### Set problem
Below is some material; transcribe all of it exactly.

### Dataset rows
· · ·
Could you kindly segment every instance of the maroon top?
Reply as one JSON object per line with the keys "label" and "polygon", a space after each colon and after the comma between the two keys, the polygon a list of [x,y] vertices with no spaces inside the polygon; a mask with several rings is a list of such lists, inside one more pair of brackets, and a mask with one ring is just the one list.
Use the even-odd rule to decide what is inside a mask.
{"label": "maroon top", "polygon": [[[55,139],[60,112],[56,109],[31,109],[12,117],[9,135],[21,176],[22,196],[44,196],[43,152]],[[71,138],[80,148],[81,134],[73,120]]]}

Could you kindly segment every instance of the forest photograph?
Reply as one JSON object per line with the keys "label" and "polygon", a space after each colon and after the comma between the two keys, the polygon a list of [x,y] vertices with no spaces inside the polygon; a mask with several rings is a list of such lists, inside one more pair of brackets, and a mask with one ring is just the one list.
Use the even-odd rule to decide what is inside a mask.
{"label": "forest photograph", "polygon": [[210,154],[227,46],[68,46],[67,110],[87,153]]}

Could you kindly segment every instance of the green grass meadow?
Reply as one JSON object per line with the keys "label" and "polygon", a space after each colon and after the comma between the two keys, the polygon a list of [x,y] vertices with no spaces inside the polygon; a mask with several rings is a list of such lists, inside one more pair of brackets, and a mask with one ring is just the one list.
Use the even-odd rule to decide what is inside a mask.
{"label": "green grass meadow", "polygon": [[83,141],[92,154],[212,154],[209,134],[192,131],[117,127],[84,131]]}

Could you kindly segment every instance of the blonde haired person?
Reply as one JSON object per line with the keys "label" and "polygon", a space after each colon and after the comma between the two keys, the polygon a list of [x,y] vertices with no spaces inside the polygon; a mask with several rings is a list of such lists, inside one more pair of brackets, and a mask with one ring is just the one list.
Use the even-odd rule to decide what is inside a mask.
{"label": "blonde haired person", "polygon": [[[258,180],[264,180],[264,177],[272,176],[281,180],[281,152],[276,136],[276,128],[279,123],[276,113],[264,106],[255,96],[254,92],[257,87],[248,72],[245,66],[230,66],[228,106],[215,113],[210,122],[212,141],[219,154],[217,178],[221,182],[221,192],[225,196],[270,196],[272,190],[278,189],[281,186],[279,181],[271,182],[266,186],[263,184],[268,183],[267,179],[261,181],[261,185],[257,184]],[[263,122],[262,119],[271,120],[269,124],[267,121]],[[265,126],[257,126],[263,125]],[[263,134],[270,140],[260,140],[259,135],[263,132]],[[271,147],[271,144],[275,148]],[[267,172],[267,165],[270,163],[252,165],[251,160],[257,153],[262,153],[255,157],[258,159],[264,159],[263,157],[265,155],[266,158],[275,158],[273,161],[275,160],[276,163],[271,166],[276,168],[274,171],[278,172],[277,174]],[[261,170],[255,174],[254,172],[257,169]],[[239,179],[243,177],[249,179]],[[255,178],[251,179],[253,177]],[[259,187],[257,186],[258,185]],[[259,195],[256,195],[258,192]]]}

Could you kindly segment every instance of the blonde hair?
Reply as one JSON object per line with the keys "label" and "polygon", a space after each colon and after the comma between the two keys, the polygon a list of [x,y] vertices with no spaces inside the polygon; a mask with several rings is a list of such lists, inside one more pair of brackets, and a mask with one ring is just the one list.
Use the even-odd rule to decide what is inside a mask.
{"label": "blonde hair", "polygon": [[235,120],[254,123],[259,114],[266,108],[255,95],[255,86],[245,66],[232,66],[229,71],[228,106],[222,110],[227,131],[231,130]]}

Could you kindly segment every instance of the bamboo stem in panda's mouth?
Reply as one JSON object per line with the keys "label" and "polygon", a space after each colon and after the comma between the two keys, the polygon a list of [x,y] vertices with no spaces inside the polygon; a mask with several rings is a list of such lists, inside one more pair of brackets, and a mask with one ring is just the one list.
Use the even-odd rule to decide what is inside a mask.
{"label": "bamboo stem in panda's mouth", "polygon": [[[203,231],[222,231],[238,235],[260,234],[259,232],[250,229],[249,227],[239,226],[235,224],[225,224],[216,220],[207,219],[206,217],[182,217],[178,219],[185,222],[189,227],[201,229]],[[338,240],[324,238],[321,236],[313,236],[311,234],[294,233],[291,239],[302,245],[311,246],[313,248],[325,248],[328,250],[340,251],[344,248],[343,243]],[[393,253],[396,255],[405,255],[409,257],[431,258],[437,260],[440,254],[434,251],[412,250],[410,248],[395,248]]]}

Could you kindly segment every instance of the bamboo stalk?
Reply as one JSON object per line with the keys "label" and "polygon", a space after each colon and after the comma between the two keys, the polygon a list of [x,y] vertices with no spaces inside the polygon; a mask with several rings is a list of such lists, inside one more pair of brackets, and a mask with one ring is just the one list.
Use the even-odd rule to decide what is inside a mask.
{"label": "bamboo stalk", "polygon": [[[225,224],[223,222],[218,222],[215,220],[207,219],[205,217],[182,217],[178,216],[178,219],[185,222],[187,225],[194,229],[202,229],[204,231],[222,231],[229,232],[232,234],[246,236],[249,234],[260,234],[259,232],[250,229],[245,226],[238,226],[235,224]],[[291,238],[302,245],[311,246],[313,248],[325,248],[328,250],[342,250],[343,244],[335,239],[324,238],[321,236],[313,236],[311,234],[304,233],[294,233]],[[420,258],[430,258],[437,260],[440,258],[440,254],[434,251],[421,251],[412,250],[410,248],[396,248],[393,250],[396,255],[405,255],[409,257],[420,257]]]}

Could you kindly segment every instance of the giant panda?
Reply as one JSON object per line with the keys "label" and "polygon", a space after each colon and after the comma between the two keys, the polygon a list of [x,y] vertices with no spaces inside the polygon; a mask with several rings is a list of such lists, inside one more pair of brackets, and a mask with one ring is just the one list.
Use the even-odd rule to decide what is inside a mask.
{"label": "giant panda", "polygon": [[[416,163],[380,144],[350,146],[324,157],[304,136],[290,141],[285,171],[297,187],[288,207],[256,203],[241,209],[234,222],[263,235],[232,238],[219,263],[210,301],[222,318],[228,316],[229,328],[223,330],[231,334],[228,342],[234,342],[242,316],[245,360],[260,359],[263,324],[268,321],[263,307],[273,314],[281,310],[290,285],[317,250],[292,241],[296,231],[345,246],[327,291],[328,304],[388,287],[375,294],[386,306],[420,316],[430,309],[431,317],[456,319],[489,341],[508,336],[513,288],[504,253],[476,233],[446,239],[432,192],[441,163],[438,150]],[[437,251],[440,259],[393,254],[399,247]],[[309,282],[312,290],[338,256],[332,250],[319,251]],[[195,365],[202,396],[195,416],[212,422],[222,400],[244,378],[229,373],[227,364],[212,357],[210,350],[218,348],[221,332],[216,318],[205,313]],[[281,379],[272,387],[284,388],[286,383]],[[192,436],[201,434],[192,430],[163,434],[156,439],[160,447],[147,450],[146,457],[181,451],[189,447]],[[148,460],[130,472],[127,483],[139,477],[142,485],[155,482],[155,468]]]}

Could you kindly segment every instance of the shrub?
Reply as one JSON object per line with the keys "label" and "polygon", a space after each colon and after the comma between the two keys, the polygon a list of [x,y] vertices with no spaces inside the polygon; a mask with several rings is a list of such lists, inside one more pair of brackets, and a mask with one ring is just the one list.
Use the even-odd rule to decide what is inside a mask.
· · ·
### Completed task
Could you kindly segment every instance of the maroon top?
Reply as one JSON object per line with the keys "label" and "polygon", a space after each colon and after the comma between the two keys, the polygon a list of [x,y] vertices with no spaces inside the polygon; a mask with several rings is a list of such lists, inside one more pair of brackets, and a mask with one ring is just the one list.
Use the even-odd rule to decide what is inside a mask.
{"label": "maroon top", "polygon": [[[55,139],[60,112],[56,109],[31,109],[12,117],[9,135],[21,176],[22,196],[44,196],[43,152]],[[71,138],[80,148],[81,134],[73,120]]]}

Could you kindly segment every instance of the forest photograph?
Reply as one JSON object per line with the keys "label" and "polygon", a space after each colon and after the comma between the two keys, the polygon a list of [x,y] vertices with no spaces inside the polygon; a mask with several rings is a list of such lists, inside one more pair of brackets, and a mask with one ring is just the one list.
Use the even-odd rule to decide what is inside a mask.
{"label": "forest photograph", "polygon": [[210,154],[227,46],[68,46],[67,110],[87,153]]}

Could you kindly segment every instance of the green grass meadow?
Reply as one JSON object per line with the keys "label" and "polygon", a space after each colon and after the comma between the two keys, the polygon a list of [x,y] vertices with no spaces inside the polygon; a mask with several rings is a list of such lists, inside one more pair of brackets, and a mask with one ring is just the one list.
Use the even-odd rule to decide what is inside a mask.
{"label": "green grass meadow", "polygon": [[83,141],[92,154],[212,154],[209,134],[192,131],[117,127],[84,131]]}

Could you kindly segment every instance of the blonde haired person?
Reply as one JSON object per line with the keys "label" and "polygon", a space after each colon and after the comma between the two keys, the polygon a list of [x,y] vertices with no spaces inside the polygon; a mask with several rings is a list of such lists, inside one more pair of brackets, and a mask with one ring is just the one list.
Use the even-odd rule to decide what is inside a mask.
{"label": "blonde haired person", "polygon": [[[258,180],[264,180],[264,177],[272,176],[281,180],[281,152],[276,136],[276,128],[279,123],[276,113],[264,106],[255,96],[254,92],[257,87],[248,72],[245,66],[230,66],[228,106],[215,113],[210,122],[212,141],[219,154],[217,178],[221,182],[221,192],[225,196],[270,196],[272,190],[278,189],[281,186],[279,181],[271,182],[266,186],[263,184],[268,183],[267,179],[261,181],[261,185],[257,184]],[[263,122],[262,119],[271,120],[269,124],[267,121]],[[265,126],[257,126],[263,125]],[[263,134],[270,140],[260,140],[259,135],[263,132]],[[271,147],[271,144],[275,148]],[[267,172],[267,165],[270,163],[252,165],[251,160],[257,153],[262,153],[255,157],[258,159],[264,159],[263,157],[265,155],[266,158],[275,158],[273,161],[275,160],[276,163],[271,166],[276,168],[274,171],[278,172],[277,174]],[[261,170],[255,174],[254,172],[257,169]],[[239,179],[243,177],[249,179]],[[255,178],[251,179],[253,177]],[[259,187],[257,186],[258,185]],[[259,195],[256,195],[258,192]]]}

Could you kindly segment every instance of the blonde hair?
Reply as one JSON object per line with the keys "label" and "polygon", a space after each colon and after the comma between the two keys, the polygon a list of [x,y] vertices with no spaces inside the polygon; a mask with several rings is a list of such lists, inside one more pair of brackets, and a mask with one ring is just the one list.
Use the even-odd rule to decide what is inside a mask.
{"label": "blonde hair", "polygon": [[235,120],[254,123],[259,114],[266,108],[255,95],[255,86],[245,66],[232,66],[229,71],[228,106],[222,110],[227,131],[231,130]]}

Could you kindly segment every instance of the bamboo stem in panda's mouth?
Reply as one JSON object per line with the keys "label" and "polygon", a space after each colon and after the comma between the two keys, the polygon a list of [x,y] vertices with no spaces inside the polygon; a mask with several rings is a list of such lists, inside one more pair of brackets, and a mask with one ring is just the one list.
Use the even-odd rule to decide what is inside a mask.
{"label": "bamboo stem in panda's mouth", "polygon": [[[203,231],[222,231],[238,235],[260,234],[259,232],[250,229],[249,227],[239,226],[235,224],[225,224],[216,220],[207,219],[206,217],[182,217],[178,219],[185,222],[189,227],[201,229]],[[338,240],[324,238],[321,236],[313,236],[311,234],[294,233],[291,239],[302,245],[311,246],[313,248],[325,248],[328,250],[340,251],[344,248],[343,243]],[[393,253],[396,255],[405,255],[409,257],[431,258],[437,260],[440,254],[434,251],[412,250],[410,248],[395,248]]]}

Could you kindly segment every instance of the bamboo stalk?
Reply as one JSON object per line with the keys "label" and "polygon", a space after each colon and after the comma between the two keys, the polygon a list of [x,y] vertices with no spaces inside the polygon; a mask with several rings is a list of such lists, inside one more pair of brackets, and a mask with one ring is just the one list.
Use the even-odd rule to decide what is inside a mask.
{"label": "bamboo stalk", "polygon": [[[225,224],[223,222],[218,222],[215,220],[207,219],[205,217],[182,217],[178,216],[178,219],[185,222],[187,225],[194,229],[202,229],[204,231],[222,231],[229,232],[232,234],[246,236],[249,234],[260,234],[259,232],[250,229],[245,226],[238,226],[235,224]],[[291,238],[302,245],[311,246],[313,248],[325,248],[328,250],[342,250],[343,244],[335,239],[324,238],[321,236],[313,236],[311,234],[304,233],[294,233]],[[420,258],[430,258],[437,260],[440,258],[440,254],[434,251],[421,251],[412,250],[410,248],[396,248],[393,250],[396,255],[405,255],[409,257],[420,257]]]}

Could you kindly segment every instance of the giant panda?
Reply as one JSON object per line with the keys "label" and "polygon", a space after each colon and after the comma between the two keys, the polygon a list of [x,y] vertices with no spaces inside the polygon; a mask with several rings is a list of such lists, inside one more pair of brackets, and a mask with one ring is just the one list.
Use the even-odd rule to decide what is inside a mask.
{"label": "giant panda", "polygon": [[[416,163],[380,144],[350,146],[324,157],[304,136],[290,141],[285,171],[297,187],[288,207],[256,203],[241,209],[234,222],[263,235],[232,238],[219,263],[210,301],[222,318],[228,316],[229,328],[223,330],[231,334],[228,342],[234,342],[242,316],[245,360],[260,359],[263,324],[268,321],[263,307],[273,314],[281,310],[290,285],[317,250],[292,241],[296,231],[345,246],[327,291],[328,304],[388,287],[375,294],[386,306],[420,316],[430,309],[431,317],[456,319],[489,341],[508,336],[513,288],[504,253],[476,233],[446,239],[432,192],[441,163],[438,150]],[[437,251],[440,259],[393,254],[399,247]],[[309,282],[312,290],[338,256],[332,250],[319,251]],[[195,365],[202,396],[195,416],[212,422],[222,400],[244,378],[229,373],[227,364],[212,357],[210,350],[218,348],[221,332],[216,318],[205,313]],[[281,379],[272,387],[284,388],[286,383]],[[192,436],[201,434],[192,430],[163,434],[156,439],[160,447],[147,450],[146,457],[181,451],[189,447]],[[148,460],[130,472],[127,483],[139,477],[142,485],[155,482],[155,468]]]}

Could you kindly segment every instance of the shrub?
Reply as one JSON object per line with the keys "label" and "polygon", a space after each colon and after the comma between the two keys, the polygon a list of [x,y] vertices with no spaces inside the polygon; a mask with several rings is a list of such lists, inside one more pair of brackets, and a mask with one ring is just the one list.
Use the even-odd rule to decide what is inside a mask.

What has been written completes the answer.